* **REQUIRED ACTIONS**
[1] In the poem placed before the records, what are the throats worn from?
[2] Decide whether each statement agrees with the poem placed before the records, answering yes or no and quoting the words that settle it: (a) Words are described as winter-sparse now. (b) The speaker compares the struggle to changing tires on rusted farm trucks. (c) We stumble on steep ground when shouldering the false hopes of doctrine.
[3] Repeat the poem placed before the records word for word, from "in fits of laughing" up to and including "forbidden, the fortuitous?".

* **TEXT SECTION**
****************

Where poets learn to see

Grey ash, dead-branch-dim

d

e

s

c

e

n

d

s

into corpses, exhumed-verse to still worse fate –

apathy.

Words, once ample-ripe, now winter-sparse,

hunt, cock-ear’d, lungs-flatten’d, for somewhere

to land, to inhale.

Dust-grey soundings lay coiled, like the end of a painter’s day,

wrestling out colours, lines, faces –

not bothered anymore with looking beyond what is seen.

Just the clamouring fool’s last-call for the quick and easy.

These

lazy

letters, unfinished sen

Like changing tires on rusted farm trucks mired in tired dirt,

we muck about in quicksand of distraction, disappointment, deadlock,

the oppressive weight of art.

As needful distraction, we gather up the prosaic, pretentious, polemical,

in fits of laughing stems knit to notes, clinging tight to daylight’s end.

Throats worn from croaking long-forgotten songs of drunken men and laughing children.

Why not dare, instead, to probe the unentered caves where live

the furies, the forbidden, the fortuitous?

That prodigious, crowing dark –

where poets learn to see.

The scars of our days

We stumble on flat ground when shouldering the false hopes of doctrine,

grave clothes of religion – its diminishments. Falling headlong

on easy roads we can’t enjoy for our straining to explain.

****************

* **EXTRACTED INFORMATION**
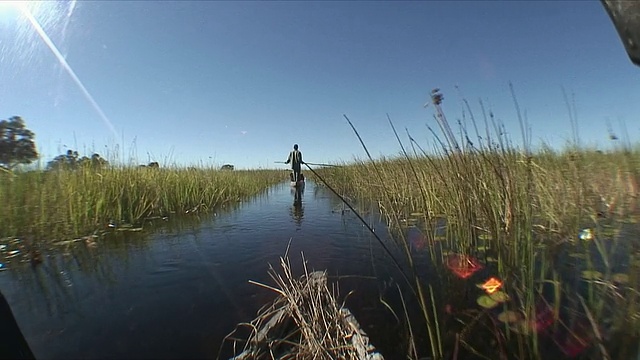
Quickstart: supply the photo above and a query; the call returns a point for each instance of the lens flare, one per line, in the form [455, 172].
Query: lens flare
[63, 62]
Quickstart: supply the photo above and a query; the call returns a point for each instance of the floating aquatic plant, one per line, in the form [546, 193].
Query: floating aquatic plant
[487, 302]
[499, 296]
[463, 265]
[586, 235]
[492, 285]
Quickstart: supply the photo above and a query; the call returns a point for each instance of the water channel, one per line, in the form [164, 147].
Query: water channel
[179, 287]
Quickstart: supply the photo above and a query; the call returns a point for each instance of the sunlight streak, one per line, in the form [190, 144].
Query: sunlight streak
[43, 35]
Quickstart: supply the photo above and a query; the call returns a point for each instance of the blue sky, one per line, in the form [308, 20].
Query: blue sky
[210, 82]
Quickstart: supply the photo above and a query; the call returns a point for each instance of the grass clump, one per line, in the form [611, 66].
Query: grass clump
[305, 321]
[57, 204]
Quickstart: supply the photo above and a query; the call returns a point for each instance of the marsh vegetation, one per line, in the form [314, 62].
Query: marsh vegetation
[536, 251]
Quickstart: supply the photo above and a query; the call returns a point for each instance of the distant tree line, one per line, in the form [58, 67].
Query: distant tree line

****************

* **PER-TASK ANSWERS**
[1] Croaking long-forgotten songs of drunken men and laughing children.

[2]
(a) Yes: "Words, once ample-ripe, now winter-sparse"
(b) Yes: "Like changing tires on rusted farm trucks mired in tired dirt"
(c) No: "We stumble on flat ground when shouldering the false hopes of doctrine"

[3]
in fits of laughing stems knit to notes, clinging tight to daylight’s end.

Throats worn from croaking long-forgotten songs of drunken men and laughing children.

Why not dare, instead, to probe the unentered caves where live

the furies, the forbidden, the fortuitous?